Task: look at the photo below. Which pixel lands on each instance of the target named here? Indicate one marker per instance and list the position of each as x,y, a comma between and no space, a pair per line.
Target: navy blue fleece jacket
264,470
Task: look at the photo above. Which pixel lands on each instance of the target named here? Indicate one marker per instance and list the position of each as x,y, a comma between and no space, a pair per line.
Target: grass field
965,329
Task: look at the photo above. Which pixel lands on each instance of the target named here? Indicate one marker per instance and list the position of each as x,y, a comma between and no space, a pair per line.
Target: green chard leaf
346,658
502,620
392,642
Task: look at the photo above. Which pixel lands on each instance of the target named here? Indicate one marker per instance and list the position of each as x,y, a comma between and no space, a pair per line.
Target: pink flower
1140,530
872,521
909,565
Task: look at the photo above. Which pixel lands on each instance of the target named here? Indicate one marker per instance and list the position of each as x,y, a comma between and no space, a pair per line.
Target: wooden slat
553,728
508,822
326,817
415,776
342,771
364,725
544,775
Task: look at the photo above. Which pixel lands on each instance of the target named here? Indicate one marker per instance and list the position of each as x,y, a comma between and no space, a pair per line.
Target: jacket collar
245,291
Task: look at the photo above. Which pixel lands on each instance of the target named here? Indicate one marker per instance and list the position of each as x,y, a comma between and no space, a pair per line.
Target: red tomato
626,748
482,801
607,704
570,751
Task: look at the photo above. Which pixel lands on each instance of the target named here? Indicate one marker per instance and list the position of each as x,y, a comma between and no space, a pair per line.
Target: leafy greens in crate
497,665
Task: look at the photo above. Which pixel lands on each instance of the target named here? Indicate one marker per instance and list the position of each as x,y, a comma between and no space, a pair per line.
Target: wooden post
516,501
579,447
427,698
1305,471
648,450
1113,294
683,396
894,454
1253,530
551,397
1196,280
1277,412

Aim:
Your task is to extract all of the records exactly.

Response below:
Task: look at the photo below. Which pixel lands on each instance of the target named here? Indicate one marker per instance and list the position of each as x,y, a comma between and no space, a pair per line.
Target: navy blue fleece jacket
264,470
Task: look at the photo above. Which pixel lands on each instance of the target named here? Indicate one marker per instance and list the position of each as x,y, a comma between and no space, a pair per line.
Target: grass field
965,329
Task: look at the photo above. Which pixel lands on each instance of the target named here? Indicate one marker per instance and list the position of each as x,y, a comma between and no space, a pair per line.
Target: green chard leaf
346,658
502,620
392,642
Task: look at the photo above. Which pixel lands on each instance of the target named here? Indicate one marker per instance and list the position of each as x,y, a comma between and no space, a pair per line.
Target: pink flower
1140,530
872,521
909,565
Task: look at the photo above. Which pixel lands on each instance of the target named here? Indicate one marker per instance and list the position of each as x,y, a comma between and no space, a pair per line.
Target: wooden slat
553,728
508,822
326,817
415,776
342,771
364,725
544,775
Task: look at the photo above. Which pixel lands on each instance of the target named here? Indicate one marker per instance and list the position of each as x,y, a comma between and no space, a pair per line.
Target: jacket collar
245,291
Task: look at the photo above. Which pixel lands on each instance of the target named here? Indicate one marker per instance and list the position of each as x,y, a comma between and no space, a pair per line.
Target: red tomato
626,748
482,801
607,704
570,751
Task: look at the photo above. Which pixel lands on each instance of the target named here? Indicate one marker per instance and list the position of each as x,y, a comma between and no space, a pair per line.
Target: leafy greens in crate
497,665
Task: look at the photo above. Which pixel lands on each instance of the target named here? Indicate one marker per instance and list the position of each as x,y, a comma between and no space, a pair per line.
Target: wooden post
516,501
579,447
427,698
1305,471
648,450
1113,294
683,396
894,454
1253,530
551,397
1196,280
1277,412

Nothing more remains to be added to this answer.